Nesse ano, houve um grande levantamento dos mouros contra os portugueses na cidade de Ormuz e nas vilas de Mascate, Curiate, Soar e Baharém, sujeitas a Termuxa, Rei de Ormuz, em que ficaram mortos no campo mais de uma centena de portugueses e onde sofreu glorioso martírio pela fé de Cristo, o Rei Boto, português, escrivão da Feitoria de Baharém. Quiseram os mouros que ele abjurasse a sua Fé em Cristo e abraçasse a de Mafamede. Corajosamente recusou, pelo que foi torturado pelos mouros durante muitos dias até que, não resistindo mais a tantos sofrimentos físicos, faleceu, confortado com a sua inabalável fé. / 29 /

Em 1523, os religiosos de S. Francisco da Custódia de S. Tomé de Goa ergueram um convento na cidade de Cochim, dedicado a Santo António de Lisboa. A construção foi feita a expensas da Fazenda Real por ordem de D. João III e o convento seria reconstruído em 1580 com esmolas dos moradores da cidade de Cochim. Era um dos maiores conventos do Oriente, albergando 60 religiosos, e a igreja estava enobrecida com muitas relíquias dos Santos Mártires do Japão. Segundo o cronista, teria sido no ano de 1523 que voltou para o seu Convento de S. Domingos de Aveiro o bispo D. Fr. Duarte Nunes. Lá tinha sido criado; agora lá ficaria até à sua morte no ano de 1528. Deixaria os seus bens ao Convento e aí jaz sepultado. Na sua sepultura, indica o religioso cronista, foi colocada uma lápide com o seguinte epitáfio: (1)

VIRTUTUM SPECIMEN JACET HIC, ET PRAESUL EOUS

QUI PRIMUM SACRIS INITIAVIT EOS

INDORUM POPULOS, QUOS LUSITANIA VICIT.

HIC EDUARDUS ERAT RELlGIONE SACRA.

INFRACTOS MAUROS POSTQUAM NON VINCERE POSSE

VIDIT, AD IMPERIUM PRINCIPIS IPSE REDIIT.

QUEM DOMUS HAEC GENUIT, BUSTO HUNC SUSCEPIT AVITO.

RELlGIO HIC PEPERIT, RELlGIO HIC TUMULAT.

Deixou-nos ainda o cronista o seu retrato, dizendo que foi de disposição alta e proporcionada: o semblante agradável e edificativo: alvo na cor, os olhos vivos: o queixo de baixo agudo: o cabelo povoado de cãs e bastantemente calvo. O seu retrato devia existir em Goa, onde o religioso cronista o observa e relata para a posteridade em sua crónica, pois nos revela ainda que no seu retrato se deixa ver vestido do hábito da sua Religião, com murça preta e cruz peitoral: na mão direita tem o Rosário da Senhora e na esquerda uma Bula Apostólica. Descreve então as suas armas: um escudo terceado em três palas e partido em duas faixas com seis quartéis. No primeiro, quarto e quinto, em campo de prata, duas palas de vermelho; no segundo, terceiro e sexto, em campo de prata, dois lobos pardos; e, sobre tudo, um escudete da Ordem dos Pregadores.

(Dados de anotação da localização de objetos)
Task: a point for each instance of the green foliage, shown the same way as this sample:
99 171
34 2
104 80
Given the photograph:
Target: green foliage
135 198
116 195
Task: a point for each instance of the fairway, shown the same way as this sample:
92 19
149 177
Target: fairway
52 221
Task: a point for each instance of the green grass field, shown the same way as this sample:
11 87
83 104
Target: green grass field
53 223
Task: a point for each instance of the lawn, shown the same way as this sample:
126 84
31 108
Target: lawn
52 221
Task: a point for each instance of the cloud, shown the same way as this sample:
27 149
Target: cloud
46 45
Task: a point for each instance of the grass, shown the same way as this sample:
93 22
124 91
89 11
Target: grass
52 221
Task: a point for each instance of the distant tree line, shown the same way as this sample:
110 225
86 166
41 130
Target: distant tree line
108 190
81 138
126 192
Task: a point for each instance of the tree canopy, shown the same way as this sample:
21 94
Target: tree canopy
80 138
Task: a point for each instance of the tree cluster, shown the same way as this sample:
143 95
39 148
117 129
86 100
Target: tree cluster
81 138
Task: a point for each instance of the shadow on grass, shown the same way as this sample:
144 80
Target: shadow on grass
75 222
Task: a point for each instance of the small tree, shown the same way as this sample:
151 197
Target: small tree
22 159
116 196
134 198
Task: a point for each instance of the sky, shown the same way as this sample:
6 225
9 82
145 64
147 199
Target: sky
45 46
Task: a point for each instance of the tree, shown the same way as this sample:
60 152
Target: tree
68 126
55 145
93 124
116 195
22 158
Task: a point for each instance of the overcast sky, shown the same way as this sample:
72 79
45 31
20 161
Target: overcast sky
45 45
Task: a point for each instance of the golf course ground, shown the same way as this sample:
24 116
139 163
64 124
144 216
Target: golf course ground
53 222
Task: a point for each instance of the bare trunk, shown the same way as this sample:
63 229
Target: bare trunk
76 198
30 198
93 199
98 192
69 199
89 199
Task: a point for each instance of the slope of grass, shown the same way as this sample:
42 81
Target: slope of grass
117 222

=== OBJETIVO ===
Transcreva o trecho do excerto que começa em "VIRTUTUM SPECIMEN JACET" e segue até "HUNC SUSCEPIT AVITO.". Baseie-se somente no excerto.

=== RESPOSTA DO EXERCÍCIO ===
VIRTUTUM SPECIMEN JACET HIC, ET PRAESUL EOUS

QUI PRIMUM SACRIS INITIAVIT EOS

INDORUM POPULOS, QUOS LUSITANIA VICIT.

HIC EDUARDUS ERAT RELlGIONE SACRA.

INFRACTOS MAUROS POSTQUAM NON VINCERE POSSE

VIDIT, AD IMPERIUM PRINCIPIS IPSE REDIIT.

QUEM DOMUS HAEC GENUIT, BUSTO HUNC SUSCEPIT AVITO.